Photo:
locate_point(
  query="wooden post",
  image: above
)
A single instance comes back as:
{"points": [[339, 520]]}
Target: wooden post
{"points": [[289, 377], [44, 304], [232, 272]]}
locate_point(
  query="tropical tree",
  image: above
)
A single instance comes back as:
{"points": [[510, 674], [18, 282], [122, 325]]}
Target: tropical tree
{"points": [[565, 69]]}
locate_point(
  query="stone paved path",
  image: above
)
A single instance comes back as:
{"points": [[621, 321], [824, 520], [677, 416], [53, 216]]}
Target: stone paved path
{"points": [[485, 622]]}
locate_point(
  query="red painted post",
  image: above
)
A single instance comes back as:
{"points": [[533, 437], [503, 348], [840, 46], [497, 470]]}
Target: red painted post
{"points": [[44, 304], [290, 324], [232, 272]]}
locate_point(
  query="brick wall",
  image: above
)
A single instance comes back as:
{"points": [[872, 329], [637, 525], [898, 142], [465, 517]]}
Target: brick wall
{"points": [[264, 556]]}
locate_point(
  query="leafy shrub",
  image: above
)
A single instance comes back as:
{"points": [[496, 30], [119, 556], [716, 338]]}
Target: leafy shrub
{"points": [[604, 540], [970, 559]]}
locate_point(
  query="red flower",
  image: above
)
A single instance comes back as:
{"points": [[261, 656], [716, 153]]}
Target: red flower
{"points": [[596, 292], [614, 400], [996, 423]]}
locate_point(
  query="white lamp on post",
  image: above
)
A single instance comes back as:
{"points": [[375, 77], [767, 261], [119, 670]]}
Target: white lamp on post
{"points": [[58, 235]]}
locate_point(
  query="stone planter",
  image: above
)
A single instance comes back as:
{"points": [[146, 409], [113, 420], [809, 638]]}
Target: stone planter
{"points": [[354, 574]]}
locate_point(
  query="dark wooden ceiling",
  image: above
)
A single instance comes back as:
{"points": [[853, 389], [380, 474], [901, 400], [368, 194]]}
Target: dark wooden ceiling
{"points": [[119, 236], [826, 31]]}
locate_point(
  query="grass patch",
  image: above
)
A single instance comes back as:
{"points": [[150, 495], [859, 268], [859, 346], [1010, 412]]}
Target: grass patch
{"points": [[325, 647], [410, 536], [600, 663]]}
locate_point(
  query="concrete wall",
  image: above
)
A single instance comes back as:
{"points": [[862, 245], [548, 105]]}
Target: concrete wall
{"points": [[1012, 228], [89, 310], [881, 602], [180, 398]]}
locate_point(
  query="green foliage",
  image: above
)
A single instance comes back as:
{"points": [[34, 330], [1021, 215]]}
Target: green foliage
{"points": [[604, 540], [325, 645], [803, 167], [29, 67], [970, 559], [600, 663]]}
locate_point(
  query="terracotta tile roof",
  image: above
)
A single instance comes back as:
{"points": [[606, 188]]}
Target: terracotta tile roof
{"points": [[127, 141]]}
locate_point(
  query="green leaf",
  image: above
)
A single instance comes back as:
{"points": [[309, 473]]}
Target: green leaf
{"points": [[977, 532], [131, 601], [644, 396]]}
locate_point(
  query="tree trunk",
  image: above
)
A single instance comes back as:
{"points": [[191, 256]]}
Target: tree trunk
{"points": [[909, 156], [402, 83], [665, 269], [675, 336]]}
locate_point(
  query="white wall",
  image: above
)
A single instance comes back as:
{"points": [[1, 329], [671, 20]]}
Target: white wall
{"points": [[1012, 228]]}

§ INSTRUCTIONS TO FOLLOW: Reproduce each record exactly as written above.

§ SOLUTION TO THIS EXERCISE:
Photo:
locate_point(
  query="wooden post",
  image: above
)
A single instance comes back as:
{"points": [[339, 520]]}
Target: wooden post
{"points": [[289, 377], [44, 304], [232, 272]]}
locate_point(
  query="tropical tree",
  image: above
)
A single instance comes back as:
{"points": [[510, 674], [18, 282], [122, 325]]}
Target: tropical tree
{"points": [[565, 69]]}
locate_point(
  query="stone paved path",
  image: above
)
A single instance comes back as:
{"points": [[621, 321], [824, 520], [677, 416], [53, 216]]}
Target: stone paved path
{"points": [[485, 622]]}
locate_point(
  query="red painted post",
  image: above
)
A single instance comes back as:
{"points": [[533, 437], [503, 348], [840, 46], [497, 470]]}
Target: red painted post
{"points": [[44, 304], [290, 324], [232, 272]]}
locate_point(
  query="brick wall",
  image: above
)
A single instance comes back as:
{"points": [[872, 329], [637, 525], [898, 142], [465, 517]]}
Target: brick wall
{"points": [[264, 556]]}
locate_point(
  query="leafy shrub",
  image: above
)
A single instance comes back as:
{"points": [[496, 30], [119, 556], [716, 338]]}
Target: leafy shrub
{"points": [[604, 540], [970, 559]]}
locate_point(
  query="red flower",
  image: above
)
A single instance comes back as:
{"points": [[261, 656], [716, 153]]}
Target: red flower
{"points": [[596, 292], [614, 400], [996, 423]]}
locate_point(
  query="white lamp on post",
  image: above
)
A single instance comes back as:
{"points": [[375, 77], [767, 261], [119, 670]]}
Target: white lamp on post
{"points": [[58, 235]]}
locate_point(
  query="stone planter",
  image: above
)
A single instance comes back as:
{"points": [[146, 409], [113, 420], [809, 638]]}
Target: stone planter
{"points": [[354, 574]]}
locate_point(
  query="dark wooden ceiling",
  image: above
)
A single instance comes back as:
{"points": [[853, 389], [380, 474], [901, 400], [368, 194]]}
Target: dark wooden ceiling
{"points": [[119, 236], [826, 31]]}
locate_point(
  query="grass patch",
  image: above
)
A single instance comes back as:
{"points": [[150, 495], [859, 268], [859, 346], [1010, 412]]}
Target: grass patch
{"points": [[325, 647], [410, 536], [600, 663]]}
locate_point(
  query="concrete wall",
  image: above
)
A single instance comes back as:
{"points": [[862, 245], [548, 105]]}
Target: concrete wall
{"points": [[1012, 228], [89, 310], [881, 602], [180, 398]]}
locate_point(
  query="green foliage",
  image: above
)
A single instance comes back as:
{"points": [[34, 330], [1021, 215]]}
Target: green foliage
{"points": [[604, 540], [325, 645], [803, 167], [29, 67], [970, 559], [600, 663]]}
locate_point(
  query="terracotta tile roof",
  image: above
)
A single instance comes back as:
{"points": [[606, 188]]}
Target: terracotta tile roof
{"points": [[127, 141]]}
locate_point(
  query="green leaf",
  image: above
)
A single instance comes back as:
{"points": [[309, 473]]}
Target: green leaf
{"points": [[977, 532], [131, 601], [644, 396]]}
locate_point(
  query="tree trunk",
  image: above
)
A single instance comes back as:
{"points": [[191, 256]]}
Target: tree trunk
{"points": [[909, 156], [402, 83], [665, 269], [675, 336]]}
locate_point(
  query="white wall",
  image: above
)
A single instance comes back as:
{"points": [[1, 329], [671, 20]]}
Target: white wall
{"points": [[1012, 228]]}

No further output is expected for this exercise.